The expected response is a copy of every line in the entries below that includes the word "hand".
====== GIVEN DATA
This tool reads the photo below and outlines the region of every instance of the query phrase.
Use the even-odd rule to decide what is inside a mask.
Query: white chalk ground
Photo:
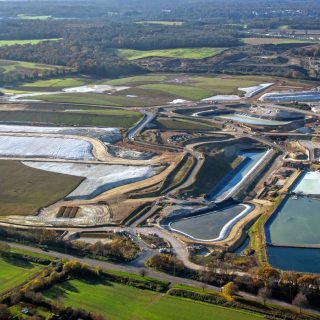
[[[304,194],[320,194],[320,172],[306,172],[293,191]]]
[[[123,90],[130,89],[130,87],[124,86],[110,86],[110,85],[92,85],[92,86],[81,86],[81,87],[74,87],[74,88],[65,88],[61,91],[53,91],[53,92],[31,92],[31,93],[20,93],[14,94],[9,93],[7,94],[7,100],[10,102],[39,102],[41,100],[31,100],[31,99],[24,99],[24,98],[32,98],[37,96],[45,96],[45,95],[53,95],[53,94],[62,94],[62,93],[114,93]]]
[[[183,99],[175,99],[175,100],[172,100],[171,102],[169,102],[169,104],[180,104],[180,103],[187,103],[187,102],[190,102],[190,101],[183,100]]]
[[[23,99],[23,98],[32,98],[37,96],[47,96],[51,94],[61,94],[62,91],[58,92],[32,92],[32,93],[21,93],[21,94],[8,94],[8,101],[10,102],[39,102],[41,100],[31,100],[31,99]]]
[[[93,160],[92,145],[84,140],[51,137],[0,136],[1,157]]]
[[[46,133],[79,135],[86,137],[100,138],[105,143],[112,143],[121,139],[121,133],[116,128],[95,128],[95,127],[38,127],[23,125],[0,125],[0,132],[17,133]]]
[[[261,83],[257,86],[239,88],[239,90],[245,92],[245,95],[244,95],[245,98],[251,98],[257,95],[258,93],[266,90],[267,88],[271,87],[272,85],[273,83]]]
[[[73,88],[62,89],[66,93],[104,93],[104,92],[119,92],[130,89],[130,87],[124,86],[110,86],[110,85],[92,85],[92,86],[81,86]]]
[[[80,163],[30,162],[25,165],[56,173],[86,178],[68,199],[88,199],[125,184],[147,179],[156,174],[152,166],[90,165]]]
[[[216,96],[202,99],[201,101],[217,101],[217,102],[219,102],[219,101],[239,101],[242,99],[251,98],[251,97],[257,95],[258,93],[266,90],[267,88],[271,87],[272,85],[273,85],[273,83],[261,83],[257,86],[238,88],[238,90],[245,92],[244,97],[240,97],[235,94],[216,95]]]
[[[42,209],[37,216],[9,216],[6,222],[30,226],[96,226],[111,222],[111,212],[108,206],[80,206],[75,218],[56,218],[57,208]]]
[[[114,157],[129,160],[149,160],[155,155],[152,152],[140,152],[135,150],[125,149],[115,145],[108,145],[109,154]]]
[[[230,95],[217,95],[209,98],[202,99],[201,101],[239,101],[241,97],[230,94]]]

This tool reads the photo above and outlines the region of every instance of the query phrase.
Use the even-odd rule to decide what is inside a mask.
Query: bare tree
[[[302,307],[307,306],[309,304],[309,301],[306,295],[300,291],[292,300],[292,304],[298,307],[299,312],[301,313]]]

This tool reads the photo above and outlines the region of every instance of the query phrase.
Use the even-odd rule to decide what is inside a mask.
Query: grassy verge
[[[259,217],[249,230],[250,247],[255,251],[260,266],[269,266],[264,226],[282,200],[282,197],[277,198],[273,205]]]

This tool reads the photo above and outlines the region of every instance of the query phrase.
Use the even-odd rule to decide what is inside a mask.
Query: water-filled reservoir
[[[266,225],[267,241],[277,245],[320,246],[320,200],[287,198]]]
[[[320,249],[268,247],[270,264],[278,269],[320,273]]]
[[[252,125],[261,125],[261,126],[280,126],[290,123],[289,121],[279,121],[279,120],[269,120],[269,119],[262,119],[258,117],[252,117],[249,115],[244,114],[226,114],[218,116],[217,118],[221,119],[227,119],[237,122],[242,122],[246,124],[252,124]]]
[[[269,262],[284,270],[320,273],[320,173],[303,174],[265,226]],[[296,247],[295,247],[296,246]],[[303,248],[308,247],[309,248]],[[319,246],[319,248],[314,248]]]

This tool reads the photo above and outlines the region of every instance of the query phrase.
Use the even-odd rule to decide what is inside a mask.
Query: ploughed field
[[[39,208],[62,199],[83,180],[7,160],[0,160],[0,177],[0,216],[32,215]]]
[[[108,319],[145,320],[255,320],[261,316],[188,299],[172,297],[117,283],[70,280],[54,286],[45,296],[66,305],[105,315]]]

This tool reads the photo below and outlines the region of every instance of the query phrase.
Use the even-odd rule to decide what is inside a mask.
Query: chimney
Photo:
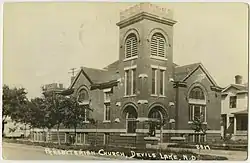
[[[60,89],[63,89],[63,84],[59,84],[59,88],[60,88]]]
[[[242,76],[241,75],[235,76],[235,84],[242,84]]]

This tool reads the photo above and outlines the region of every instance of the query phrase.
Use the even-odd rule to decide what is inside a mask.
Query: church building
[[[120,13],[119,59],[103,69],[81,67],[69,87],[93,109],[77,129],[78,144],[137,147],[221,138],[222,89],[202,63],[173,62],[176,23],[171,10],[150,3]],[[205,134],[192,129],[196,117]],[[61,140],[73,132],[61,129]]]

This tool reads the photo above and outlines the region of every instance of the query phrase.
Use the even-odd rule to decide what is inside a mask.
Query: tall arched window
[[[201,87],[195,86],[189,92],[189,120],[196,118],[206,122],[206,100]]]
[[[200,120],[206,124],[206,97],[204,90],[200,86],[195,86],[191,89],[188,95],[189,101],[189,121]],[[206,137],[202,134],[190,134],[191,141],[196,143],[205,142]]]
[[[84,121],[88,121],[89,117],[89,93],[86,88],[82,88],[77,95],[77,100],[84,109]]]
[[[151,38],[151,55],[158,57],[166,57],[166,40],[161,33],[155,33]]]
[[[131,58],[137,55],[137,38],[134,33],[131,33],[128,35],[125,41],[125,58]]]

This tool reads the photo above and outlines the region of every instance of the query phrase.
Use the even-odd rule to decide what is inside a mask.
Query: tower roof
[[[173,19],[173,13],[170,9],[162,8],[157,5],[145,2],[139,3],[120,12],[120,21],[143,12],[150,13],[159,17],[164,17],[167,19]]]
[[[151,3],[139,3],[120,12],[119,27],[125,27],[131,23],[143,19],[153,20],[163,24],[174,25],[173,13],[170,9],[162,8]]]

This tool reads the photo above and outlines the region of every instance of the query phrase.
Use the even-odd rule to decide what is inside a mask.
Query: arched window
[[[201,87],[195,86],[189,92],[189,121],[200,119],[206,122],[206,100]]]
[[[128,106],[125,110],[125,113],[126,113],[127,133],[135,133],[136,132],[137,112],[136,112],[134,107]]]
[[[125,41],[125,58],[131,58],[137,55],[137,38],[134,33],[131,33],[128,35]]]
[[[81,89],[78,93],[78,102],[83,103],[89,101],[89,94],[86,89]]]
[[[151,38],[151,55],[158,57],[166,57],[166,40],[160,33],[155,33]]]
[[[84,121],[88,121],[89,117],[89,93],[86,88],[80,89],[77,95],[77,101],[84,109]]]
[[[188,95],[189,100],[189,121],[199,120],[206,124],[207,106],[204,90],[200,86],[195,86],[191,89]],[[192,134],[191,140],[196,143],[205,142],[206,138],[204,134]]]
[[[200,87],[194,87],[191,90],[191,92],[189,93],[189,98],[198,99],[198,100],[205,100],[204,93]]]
============
====== GIVEN DATA
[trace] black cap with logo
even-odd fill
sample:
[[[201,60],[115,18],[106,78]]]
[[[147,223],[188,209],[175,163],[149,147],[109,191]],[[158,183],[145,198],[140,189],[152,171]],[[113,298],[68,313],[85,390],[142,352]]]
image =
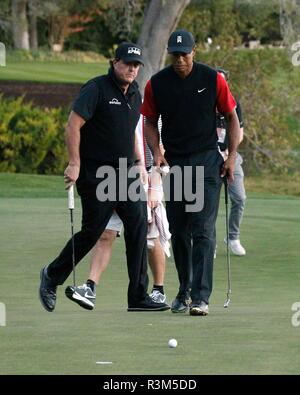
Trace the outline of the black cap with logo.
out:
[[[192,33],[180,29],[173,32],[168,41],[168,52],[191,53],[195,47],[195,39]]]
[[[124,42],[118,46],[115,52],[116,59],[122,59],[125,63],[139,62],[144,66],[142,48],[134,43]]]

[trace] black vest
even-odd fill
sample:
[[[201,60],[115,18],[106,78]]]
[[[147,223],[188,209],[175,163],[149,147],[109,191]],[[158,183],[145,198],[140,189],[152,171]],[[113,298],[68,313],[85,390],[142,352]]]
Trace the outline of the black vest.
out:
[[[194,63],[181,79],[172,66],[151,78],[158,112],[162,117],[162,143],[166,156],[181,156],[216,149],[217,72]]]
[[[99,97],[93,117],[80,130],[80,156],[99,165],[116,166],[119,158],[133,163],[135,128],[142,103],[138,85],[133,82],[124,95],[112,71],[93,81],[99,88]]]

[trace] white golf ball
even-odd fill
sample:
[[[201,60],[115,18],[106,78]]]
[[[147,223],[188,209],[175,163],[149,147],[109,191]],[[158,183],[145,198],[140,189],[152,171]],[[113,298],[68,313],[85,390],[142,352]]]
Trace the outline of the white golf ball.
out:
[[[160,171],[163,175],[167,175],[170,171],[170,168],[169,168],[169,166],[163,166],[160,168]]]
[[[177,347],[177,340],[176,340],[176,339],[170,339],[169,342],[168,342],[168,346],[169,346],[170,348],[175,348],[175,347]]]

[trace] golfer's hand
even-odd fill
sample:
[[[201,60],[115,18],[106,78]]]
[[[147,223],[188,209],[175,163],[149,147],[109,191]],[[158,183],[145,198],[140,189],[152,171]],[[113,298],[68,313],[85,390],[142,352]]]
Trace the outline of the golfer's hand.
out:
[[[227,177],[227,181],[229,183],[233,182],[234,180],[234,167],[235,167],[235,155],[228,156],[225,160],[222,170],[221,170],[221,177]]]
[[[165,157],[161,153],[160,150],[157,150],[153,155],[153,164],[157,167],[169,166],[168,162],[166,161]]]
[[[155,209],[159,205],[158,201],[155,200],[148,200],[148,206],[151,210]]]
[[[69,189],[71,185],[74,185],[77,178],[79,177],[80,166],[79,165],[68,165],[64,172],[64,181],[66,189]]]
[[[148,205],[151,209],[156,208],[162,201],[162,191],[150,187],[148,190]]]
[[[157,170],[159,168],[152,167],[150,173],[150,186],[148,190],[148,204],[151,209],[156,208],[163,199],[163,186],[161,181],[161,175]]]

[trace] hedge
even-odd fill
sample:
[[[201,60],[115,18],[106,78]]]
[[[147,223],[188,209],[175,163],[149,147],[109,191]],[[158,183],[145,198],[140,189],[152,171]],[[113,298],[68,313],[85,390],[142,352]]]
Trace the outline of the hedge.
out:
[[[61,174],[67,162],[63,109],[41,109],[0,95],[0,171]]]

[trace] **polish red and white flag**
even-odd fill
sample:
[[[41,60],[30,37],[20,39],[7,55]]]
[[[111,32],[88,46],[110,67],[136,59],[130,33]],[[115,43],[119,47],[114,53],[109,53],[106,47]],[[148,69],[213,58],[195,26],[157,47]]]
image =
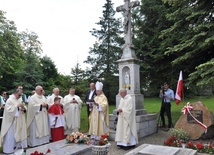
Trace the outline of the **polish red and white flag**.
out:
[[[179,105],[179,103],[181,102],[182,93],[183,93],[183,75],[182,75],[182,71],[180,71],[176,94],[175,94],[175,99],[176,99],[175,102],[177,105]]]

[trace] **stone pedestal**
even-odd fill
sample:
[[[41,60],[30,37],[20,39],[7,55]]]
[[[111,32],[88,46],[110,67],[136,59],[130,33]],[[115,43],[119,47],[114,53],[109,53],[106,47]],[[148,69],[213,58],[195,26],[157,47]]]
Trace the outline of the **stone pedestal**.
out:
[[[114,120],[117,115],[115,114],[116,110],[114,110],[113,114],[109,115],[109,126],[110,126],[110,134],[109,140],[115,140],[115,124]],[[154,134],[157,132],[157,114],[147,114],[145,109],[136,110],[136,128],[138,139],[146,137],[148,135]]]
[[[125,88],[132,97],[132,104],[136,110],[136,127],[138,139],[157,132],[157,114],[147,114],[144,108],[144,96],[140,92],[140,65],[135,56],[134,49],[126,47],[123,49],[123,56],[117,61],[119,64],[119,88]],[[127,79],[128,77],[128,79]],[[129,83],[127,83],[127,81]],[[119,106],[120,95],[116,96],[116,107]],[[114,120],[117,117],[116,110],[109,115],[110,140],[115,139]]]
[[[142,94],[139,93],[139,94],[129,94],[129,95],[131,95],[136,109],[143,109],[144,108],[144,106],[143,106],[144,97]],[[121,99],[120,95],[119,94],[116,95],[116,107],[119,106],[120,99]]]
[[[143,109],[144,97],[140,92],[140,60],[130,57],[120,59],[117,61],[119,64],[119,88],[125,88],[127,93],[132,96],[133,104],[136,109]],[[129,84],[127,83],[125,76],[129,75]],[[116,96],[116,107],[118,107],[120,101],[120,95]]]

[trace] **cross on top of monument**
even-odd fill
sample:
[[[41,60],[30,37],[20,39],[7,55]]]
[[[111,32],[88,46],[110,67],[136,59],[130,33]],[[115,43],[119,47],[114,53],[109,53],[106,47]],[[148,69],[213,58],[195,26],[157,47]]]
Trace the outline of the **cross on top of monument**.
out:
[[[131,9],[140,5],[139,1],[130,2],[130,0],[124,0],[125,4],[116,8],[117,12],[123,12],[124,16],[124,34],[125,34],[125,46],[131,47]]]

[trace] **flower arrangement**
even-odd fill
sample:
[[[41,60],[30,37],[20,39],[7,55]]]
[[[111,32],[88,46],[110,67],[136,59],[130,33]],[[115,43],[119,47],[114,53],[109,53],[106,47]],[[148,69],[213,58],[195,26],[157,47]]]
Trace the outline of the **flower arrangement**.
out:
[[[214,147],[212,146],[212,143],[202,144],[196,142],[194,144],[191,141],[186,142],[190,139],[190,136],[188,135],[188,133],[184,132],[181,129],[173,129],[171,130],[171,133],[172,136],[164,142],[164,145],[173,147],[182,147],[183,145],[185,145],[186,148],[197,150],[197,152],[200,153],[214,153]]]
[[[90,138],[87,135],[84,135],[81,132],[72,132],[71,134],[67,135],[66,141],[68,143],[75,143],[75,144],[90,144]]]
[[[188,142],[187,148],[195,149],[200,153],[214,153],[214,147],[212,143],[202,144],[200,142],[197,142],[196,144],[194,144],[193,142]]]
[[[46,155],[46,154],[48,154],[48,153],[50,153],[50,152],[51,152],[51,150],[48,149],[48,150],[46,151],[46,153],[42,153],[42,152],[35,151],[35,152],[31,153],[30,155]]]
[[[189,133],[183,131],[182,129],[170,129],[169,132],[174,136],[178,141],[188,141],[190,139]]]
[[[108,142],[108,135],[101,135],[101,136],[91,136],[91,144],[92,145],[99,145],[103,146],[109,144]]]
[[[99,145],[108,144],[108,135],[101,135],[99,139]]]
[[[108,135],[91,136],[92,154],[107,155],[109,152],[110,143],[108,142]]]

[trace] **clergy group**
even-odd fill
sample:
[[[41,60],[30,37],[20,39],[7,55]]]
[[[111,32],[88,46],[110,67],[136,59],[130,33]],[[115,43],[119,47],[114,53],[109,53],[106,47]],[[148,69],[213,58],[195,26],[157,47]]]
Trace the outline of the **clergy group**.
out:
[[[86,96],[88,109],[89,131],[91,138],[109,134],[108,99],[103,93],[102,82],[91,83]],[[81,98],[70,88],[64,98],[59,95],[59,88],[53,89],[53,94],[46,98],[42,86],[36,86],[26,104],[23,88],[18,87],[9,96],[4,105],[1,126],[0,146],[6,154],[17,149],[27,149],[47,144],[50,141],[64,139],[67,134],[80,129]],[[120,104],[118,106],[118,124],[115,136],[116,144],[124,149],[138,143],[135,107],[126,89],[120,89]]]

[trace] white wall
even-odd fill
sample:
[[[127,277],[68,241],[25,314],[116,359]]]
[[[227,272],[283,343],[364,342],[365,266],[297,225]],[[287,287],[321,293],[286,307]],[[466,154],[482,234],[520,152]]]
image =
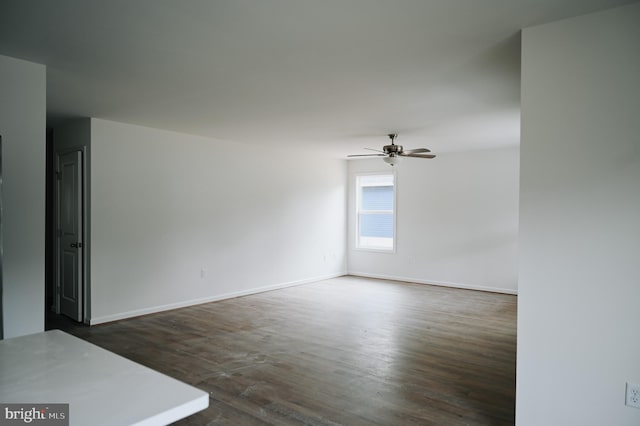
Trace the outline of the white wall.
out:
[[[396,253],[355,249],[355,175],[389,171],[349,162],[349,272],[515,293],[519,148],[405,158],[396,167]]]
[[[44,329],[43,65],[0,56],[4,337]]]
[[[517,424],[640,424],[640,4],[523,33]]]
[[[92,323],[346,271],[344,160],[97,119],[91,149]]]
============
====== GIVEN DATA
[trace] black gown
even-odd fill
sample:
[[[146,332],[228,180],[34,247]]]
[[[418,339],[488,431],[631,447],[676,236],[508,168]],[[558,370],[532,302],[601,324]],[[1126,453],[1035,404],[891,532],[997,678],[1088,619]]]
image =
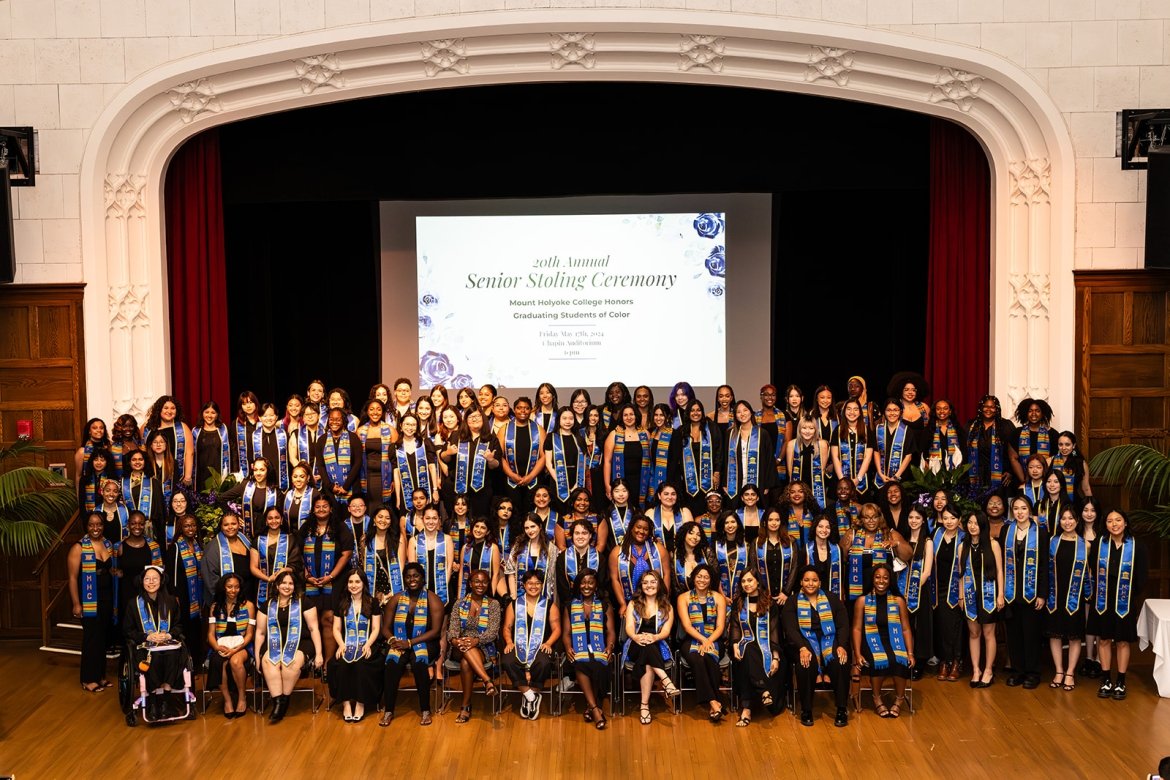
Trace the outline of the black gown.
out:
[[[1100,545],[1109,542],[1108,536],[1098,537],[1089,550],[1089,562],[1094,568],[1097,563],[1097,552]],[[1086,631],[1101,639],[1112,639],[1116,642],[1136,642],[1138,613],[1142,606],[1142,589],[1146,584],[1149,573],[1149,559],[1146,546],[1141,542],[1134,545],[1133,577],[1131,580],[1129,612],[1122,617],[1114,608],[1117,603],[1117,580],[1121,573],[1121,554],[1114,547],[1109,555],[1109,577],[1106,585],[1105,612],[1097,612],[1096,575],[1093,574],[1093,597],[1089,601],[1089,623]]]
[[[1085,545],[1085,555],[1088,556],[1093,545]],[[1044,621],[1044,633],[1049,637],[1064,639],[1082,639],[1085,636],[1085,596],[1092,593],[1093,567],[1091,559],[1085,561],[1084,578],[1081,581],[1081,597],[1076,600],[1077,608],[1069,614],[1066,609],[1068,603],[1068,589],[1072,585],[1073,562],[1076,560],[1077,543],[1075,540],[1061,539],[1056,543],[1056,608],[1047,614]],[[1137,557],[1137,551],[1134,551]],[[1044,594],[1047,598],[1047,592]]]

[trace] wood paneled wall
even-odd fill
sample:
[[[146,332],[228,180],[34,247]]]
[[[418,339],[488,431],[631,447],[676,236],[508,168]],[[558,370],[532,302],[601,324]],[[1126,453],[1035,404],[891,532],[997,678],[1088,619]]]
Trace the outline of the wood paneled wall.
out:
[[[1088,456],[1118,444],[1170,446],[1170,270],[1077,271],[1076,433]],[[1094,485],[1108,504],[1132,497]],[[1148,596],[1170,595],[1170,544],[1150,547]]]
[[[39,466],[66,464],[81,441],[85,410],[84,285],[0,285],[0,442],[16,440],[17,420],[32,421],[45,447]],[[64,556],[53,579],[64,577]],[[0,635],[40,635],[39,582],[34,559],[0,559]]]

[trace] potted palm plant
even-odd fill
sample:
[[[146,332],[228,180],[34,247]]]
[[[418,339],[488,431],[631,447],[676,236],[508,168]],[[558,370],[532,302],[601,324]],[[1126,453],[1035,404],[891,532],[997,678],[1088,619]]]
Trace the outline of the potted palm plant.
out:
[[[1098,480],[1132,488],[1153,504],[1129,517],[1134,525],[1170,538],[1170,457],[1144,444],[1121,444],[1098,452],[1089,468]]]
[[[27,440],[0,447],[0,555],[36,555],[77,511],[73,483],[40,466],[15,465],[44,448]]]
============
_EXERCISE RESULT_
[trace] golfer's hand
Trace the outline of the golfer's hand.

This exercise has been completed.